EXCERPTED PASSAGE ▸
▼

Minds Eye's head honcho, Christopher King, directed Anthony Burgess' musical version of his novel, A Clockwork Orange, brought to bruised and bloodied life by a brave cast. The uncompromising nature of the production trumped any of the actors' inexperience; it got in your face and under your skin.
Of the dozens of other shows seen on Kansas City stages this year, I would have been pleased to spend more time in the presence of Lobby Hero at the Unicorn, Triumph of Love at the Rep, the Shakespeare Festival's Hamlet, the Coterie's Schoolhouse Rock, Late Night's Rickshaw Rosie, Quality Hill Playhouse's Oh, Coward or the national tours of Thoroughly Modern Millie and Urinetown. Of the shows whose minutes I'll never get back, let it suffice to call it water under the bridge. The nights and days of 2004 bring too many more rivers to cross. Postscript: If there's a lesson in a couple of recent Broadway transfers from more modest Off-Broadway houses, it's that modesty -- or at least a modest-sized theater -- is a virtue. After seeing the shows surrounded by numerous empty seats, I don't think Avenue Q or I Am My Own Wife warranted such a move.

▲

EXERCISE 1 ▸ In the Kansas City theater review, why does the writer think Avenue Q and I Am My Own Wife should not have moved to Broadway? Answer in one to three sentences.
EXERCISE 2 ▸ In the Kansas City theater review, at which theater was Lobby Hero staged?
EXERCISE 3 ▸ Continue the Kansas City theater review from its last sentence.

DATA PROVIDED ▸
▼

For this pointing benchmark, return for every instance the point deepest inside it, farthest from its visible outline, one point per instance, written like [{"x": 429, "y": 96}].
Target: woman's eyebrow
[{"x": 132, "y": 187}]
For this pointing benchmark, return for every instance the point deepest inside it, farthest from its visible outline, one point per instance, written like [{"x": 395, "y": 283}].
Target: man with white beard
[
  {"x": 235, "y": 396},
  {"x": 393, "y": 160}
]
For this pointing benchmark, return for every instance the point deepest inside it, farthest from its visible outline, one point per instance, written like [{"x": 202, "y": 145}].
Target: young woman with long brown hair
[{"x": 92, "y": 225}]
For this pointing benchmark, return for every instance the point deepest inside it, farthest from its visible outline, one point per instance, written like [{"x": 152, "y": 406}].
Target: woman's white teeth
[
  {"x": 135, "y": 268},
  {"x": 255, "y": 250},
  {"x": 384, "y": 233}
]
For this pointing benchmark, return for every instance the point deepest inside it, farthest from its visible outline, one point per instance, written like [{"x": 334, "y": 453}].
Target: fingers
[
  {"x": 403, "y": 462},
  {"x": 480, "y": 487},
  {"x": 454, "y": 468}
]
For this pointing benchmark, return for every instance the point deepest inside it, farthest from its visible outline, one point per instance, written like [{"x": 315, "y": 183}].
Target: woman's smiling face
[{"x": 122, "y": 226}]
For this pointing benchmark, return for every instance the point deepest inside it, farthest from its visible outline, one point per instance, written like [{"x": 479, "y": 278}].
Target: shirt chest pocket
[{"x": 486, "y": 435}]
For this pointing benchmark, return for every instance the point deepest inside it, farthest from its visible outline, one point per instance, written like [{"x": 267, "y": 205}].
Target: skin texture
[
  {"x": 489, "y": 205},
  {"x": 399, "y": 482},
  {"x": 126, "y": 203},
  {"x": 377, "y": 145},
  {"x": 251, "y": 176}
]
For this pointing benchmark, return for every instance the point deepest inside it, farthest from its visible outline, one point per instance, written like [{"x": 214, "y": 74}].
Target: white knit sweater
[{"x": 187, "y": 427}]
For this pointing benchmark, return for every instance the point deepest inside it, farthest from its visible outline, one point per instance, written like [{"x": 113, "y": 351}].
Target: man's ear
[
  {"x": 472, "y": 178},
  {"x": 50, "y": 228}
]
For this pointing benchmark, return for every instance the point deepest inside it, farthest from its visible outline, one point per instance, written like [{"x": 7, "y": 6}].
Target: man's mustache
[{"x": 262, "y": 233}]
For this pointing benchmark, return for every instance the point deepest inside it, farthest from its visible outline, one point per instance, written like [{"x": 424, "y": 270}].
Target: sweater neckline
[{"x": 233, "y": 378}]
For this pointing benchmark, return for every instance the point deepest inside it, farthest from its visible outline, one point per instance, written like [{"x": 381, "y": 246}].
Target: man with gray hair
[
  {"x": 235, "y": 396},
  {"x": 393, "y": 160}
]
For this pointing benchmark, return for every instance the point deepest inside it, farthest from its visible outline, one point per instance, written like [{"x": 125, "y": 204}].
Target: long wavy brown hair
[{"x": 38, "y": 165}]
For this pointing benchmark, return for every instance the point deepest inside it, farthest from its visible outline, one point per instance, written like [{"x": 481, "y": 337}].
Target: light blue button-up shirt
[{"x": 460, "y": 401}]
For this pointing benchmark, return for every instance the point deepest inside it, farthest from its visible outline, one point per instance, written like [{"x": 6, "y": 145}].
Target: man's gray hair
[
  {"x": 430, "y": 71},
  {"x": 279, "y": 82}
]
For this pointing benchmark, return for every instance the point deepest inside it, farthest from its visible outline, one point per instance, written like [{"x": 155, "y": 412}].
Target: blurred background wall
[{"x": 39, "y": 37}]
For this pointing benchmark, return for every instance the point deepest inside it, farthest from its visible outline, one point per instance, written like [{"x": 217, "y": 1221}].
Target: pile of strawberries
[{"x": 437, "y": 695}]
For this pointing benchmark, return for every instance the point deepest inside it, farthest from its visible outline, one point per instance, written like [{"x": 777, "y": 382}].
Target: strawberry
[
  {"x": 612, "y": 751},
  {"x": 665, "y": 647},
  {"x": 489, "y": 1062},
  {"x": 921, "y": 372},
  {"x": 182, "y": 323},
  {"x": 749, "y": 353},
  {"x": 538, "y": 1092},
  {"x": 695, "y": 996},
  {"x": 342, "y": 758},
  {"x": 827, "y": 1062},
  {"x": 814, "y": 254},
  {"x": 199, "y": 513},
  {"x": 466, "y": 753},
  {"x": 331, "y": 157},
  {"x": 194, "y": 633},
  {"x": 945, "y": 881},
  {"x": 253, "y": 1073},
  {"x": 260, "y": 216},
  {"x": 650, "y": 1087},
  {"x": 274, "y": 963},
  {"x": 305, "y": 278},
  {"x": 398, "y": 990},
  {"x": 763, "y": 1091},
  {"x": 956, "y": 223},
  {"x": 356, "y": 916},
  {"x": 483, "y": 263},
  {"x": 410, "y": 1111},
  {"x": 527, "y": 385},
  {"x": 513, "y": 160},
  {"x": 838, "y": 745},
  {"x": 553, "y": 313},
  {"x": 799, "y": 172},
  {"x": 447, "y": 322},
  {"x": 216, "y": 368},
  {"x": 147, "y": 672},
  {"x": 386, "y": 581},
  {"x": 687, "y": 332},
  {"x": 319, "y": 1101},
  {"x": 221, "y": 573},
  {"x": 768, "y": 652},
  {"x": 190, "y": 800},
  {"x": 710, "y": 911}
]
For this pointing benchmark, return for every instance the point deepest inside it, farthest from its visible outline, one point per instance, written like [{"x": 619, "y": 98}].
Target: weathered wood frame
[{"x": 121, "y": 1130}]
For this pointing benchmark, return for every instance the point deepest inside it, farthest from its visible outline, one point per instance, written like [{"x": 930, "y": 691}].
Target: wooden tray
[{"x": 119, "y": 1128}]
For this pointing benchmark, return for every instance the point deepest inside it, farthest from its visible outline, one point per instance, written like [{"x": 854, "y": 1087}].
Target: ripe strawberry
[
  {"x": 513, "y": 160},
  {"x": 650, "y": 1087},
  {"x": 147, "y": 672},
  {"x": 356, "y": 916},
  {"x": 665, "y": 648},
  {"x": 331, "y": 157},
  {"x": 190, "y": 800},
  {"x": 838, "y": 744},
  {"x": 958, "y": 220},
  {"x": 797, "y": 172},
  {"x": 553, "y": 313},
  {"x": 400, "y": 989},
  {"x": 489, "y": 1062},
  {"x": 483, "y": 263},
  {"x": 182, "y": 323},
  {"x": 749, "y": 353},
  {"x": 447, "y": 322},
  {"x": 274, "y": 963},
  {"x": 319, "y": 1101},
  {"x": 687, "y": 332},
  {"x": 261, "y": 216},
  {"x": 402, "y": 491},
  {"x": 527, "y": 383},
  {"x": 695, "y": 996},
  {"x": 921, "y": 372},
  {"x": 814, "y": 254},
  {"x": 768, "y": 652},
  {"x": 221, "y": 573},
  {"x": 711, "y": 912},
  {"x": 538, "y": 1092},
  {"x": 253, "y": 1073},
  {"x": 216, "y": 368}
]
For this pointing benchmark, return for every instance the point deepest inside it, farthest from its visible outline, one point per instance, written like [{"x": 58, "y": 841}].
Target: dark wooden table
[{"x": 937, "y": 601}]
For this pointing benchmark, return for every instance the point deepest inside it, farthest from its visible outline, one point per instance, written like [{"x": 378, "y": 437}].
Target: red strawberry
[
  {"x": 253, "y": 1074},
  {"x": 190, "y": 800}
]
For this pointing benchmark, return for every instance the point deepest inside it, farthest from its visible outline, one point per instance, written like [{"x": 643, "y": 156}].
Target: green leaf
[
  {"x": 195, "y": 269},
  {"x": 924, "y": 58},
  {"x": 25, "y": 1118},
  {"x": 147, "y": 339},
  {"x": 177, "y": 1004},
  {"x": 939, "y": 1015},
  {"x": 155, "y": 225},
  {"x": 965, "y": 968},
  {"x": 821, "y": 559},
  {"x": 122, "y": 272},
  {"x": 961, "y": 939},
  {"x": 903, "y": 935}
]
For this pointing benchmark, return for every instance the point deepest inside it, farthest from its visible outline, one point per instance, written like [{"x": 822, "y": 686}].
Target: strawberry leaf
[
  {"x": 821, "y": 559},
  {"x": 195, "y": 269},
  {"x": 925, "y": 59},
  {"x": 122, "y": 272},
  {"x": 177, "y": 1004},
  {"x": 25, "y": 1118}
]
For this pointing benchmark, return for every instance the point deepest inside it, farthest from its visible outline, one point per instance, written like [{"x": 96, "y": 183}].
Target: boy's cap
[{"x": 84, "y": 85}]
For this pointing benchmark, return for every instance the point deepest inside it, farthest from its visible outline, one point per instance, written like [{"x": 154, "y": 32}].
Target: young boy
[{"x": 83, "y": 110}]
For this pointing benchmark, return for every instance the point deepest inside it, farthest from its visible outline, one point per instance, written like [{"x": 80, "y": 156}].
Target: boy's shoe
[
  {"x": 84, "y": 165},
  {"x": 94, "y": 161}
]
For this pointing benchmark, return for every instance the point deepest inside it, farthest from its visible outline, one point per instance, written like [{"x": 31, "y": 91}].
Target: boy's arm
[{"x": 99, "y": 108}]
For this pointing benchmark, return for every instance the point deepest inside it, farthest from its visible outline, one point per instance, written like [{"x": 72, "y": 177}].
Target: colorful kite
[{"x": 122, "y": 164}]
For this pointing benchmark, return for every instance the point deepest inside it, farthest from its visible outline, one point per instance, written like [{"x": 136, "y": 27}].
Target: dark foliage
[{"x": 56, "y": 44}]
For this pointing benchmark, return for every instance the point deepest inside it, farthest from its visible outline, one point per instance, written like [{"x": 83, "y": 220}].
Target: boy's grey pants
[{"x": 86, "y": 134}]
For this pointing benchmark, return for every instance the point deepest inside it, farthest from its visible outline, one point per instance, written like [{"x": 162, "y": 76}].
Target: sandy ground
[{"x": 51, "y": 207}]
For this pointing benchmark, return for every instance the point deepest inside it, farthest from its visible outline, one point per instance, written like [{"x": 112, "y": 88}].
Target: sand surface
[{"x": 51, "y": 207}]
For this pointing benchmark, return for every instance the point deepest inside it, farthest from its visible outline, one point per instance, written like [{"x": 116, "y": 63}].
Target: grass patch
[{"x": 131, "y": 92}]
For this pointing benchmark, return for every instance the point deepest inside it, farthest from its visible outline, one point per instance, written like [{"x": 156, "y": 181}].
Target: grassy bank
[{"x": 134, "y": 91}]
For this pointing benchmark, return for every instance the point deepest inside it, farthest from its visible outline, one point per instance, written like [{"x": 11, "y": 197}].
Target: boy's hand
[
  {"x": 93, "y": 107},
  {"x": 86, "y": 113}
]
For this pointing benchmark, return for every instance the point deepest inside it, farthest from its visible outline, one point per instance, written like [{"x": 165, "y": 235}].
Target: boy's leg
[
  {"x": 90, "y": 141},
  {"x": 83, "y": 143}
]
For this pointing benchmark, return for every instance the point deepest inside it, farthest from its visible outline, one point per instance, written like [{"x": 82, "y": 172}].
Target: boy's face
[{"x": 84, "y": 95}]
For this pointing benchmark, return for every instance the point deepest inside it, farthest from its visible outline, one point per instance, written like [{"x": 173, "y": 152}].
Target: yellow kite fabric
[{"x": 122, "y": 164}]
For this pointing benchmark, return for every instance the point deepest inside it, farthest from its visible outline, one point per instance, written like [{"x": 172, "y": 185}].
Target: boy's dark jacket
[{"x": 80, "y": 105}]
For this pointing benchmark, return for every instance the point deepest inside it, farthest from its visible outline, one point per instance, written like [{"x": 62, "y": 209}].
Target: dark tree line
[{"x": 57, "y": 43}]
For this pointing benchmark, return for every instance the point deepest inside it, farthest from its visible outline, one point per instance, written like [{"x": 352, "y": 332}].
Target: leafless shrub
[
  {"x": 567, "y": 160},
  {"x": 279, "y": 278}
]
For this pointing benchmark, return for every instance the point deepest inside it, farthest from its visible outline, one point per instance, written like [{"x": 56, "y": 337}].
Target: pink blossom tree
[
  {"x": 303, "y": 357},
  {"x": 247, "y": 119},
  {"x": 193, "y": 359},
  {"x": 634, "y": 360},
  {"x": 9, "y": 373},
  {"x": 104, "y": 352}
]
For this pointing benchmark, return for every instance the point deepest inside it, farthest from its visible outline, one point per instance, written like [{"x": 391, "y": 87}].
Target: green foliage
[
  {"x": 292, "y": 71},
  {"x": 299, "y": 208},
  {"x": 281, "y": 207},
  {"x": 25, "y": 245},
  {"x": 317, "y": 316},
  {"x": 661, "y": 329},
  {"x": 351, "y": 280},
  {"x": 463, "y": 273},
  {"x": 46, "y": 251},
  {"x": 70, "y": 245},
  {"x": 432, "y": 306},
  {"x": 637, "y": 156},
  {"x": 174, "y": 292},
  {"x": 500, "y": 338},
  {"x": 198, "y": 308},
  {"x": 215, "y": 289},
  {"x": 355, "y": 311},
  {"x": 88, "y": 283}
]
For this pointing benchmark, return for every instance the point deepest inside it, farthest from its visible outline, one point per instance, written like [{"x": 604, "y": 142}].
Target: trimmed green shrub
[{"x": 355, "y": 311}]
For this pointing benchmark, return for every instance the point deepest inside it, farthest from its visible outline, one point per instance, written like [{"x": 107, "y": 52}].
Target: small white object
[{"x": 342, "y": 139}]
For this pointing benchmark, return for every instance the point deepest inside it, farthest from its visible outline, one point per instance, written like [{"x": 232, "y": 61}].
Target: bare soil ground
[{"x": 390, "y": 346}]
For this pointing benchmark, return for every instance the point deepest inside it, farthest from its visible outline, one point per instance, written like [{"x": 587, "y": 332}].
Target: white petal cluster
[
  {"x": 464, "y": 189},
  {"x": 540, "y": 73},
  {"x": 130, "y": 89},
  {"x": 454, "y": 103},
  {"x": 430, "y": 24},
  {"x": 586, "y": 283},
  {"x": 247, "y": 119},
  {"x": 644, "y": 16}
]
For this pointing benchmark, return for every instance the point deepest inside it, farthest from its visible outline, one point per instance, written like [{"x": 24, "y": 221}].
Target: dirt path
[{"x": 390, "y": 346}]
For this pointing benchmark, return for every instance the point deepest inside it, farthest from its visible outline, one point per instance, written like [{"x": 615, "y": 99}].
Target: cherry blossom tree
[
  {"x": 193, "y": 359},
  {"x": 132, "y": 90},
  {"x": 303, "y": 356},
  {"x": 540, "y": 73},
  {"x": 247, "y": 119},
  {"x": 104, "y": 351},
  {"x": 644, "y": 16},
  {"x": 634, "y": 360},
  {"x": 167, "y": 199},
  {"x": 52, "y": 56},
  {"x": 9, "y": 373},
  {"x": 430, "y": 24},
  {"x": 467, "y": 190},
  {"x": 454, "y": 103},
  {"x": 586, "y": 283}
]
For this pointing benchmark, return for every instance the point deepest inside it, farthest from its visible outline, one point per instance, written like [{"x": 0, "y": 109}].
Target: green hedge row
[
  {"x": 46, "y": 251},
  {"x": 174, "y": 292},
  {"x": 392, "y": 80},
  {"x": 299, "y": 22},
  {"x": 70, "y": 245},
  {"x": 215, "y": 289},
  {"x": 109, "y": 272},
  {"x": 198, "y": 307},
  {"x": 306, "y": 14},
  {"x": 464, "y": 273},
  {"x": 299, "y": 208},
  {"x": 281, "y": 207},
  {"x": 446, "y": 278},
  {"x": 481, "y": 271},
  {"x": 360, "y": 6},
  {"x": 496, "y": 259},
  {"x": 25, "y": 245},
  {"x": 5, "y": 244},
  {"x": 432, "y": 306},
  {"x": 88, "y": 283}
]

▲

EXERCISE ANSWER 1 ▸ The writer saw both shows in Broadway houses with many empty seats. So they did not justify the move from more modest Off-Broadway theaters, which suggests that a modest-sized theater is a virtue.

EXERCISE ANSWER 2 ▸ The Unicorn.

EXERCISE ANSWER 3 ▸
Avenue Q may as well be subtitled The Adult Puppet Show, and its poster prominently features the warning "Full Frontal Puppet Nudity." It's inspired by the question: What would Sesame Street look like if it was written for young adults? It does have its charms, especially when the endearingly perky Stephanie D'Abruzzo is onstage. With a song that proposes that "Everyone's a Little Bit Racist" and a look through The Kama Sutra as performed by Muppet clones, the show, to paraphrase the acidic critic Addison DeWitt from All About Eve, makes a point -- though it's an idiotic one.
Certainly I Am My Own Wife covers material that could have made a fascinating play. Its subject is Charlotte von Mahlsdorf, the nom de plume of a man who lived his life as a woman during Nazi Germany's attempt to wipe out such outcasts. Despite Moises Kaufman's flawless direction and a marvelous set, Doug Wright's script is turned into a one-man show (played by Jefferson Mays) that errs in making Wright himself a major character. It's like Waiting for Godot as written by Godot, crossing the line between self-reflection and utter narcissism.
The producers of one current Off-Broadway show (at the Public Theatre), though, are justifiably exploring a move to Broadway in the spring. It's the new musical Caroline, or Change, with music by Jeanine Tesori and book and lyrics by Angels in America scribe Tony Kushner, and it is thrilling.
Its foundation is deceptively elementary: A black maid working for a Jewish family in Louisiana in 1963 is instructed by the lady of the house to keep for herself any change she finds while doing laundry. Of course, the change of the title takes on a greater meaning after President Kennedy's assassination inadvertently wakes up the emotionally blunted title character, excellently played by Tonya Pinkins.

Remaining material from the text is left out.